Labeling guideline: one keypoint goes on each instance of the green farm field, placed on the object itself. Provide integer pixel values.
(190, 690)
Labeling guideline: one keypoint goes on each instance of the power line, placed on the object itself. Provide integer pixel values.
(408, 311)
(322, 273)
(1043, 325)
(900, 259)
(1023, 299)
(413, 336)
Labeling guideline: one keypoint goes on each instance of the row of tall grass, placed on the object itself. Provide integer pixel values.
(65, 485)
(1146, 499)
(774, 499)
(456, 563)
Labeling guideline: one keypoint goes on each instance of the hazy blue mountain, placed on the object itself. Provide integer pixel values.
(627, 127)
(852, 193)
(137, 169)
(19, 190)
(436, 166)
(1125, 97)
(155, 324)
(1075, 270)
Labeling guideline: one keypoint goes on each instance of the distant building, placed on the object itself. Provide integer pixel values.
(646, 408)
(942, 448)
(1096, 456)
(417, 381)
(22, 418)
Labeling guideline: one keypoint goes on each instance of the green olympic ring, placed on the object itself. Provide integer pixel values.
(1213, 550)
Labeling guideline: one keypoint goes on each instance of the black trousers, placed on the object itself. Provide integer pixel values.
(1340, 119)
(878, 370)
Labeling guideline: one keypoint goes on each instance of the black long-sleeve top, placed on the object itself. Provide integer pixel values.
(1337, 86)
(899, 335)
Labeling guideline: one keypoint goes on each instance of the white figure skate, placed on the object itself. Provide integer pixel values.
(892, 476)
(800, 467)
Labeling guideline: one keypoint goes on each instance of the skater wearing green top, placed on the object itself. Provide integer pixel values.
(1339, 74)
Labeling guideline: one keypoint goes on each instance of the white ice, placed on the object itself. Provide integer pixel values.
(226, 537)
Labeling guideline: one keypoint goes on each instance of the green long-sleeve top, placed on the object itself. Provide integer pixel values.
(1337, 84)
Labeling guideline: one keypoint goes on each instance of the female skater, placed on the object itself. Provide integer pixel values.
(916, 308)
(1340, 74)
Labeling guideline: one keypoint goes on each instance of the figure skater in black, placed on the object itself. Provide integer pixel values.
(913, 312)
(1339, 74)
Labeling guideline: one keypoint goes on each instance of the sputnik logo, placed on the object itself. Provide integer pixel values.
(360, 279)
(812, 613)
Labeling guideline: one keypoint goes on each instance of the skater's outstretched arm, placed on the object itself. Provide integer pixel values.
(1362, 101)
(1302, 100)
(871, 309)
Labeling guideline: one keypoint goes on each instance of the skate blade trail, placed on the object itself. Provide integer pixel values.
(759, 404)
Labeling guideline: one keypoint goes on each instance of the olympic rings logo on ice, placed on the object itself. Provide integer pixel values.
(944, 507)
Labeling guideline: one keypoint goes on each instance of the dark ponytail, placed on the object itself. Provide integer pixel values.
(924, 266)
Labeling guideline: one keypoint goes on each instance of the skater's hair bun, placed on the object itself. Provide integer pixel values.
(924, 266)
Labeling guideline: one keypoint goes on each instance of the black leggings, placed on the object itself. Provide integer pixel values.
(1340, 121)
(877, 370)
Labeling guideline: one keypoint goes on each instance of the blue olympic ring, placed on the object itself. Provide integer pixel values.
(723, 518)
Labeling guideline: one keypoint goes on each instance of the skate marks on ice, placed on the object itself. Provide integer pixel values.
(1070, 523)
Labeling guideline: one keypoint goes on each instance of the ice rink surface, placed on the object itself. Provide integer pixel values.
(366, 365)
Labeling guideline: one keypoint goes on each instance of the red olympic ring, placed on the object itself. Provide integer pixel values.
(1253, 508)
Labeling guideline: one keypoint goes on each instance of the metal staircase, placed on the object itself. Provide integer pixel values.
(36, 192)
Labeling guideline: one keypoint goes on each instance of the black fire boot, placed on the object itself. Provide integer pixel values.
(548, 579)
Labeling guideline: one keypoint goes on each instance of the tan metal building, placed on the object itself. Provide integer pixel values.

What you have to do »
In the records above, return only the line that contains "the ice rink" and every line after it through the last, exactly as they appear.

Exercise response »
Labeling guideline: one keypoint goes on each instance of the ice rink surface, placed on the object itself. Provide integer pixel values.
(366, 365)
Labeling guideline: one keypoint goes on each instance of the red olympic ring, placed on the object itself. Provide integer pixel values.
(1253, 508)
Labeling guideline: one keypoint goes on each instance of the metal staircase, placed on the object itself. Provide integer pixel values.
(36, 192)
Labeling guideline: one keypoint goes on each instance of the black fire boot, placed on the object itself. Provide integer pixel values.
(548, 579)
Labeling guideline: one keypoint goes on each instance of the tan metal building, placed on the object itself. Provide integer pixel values.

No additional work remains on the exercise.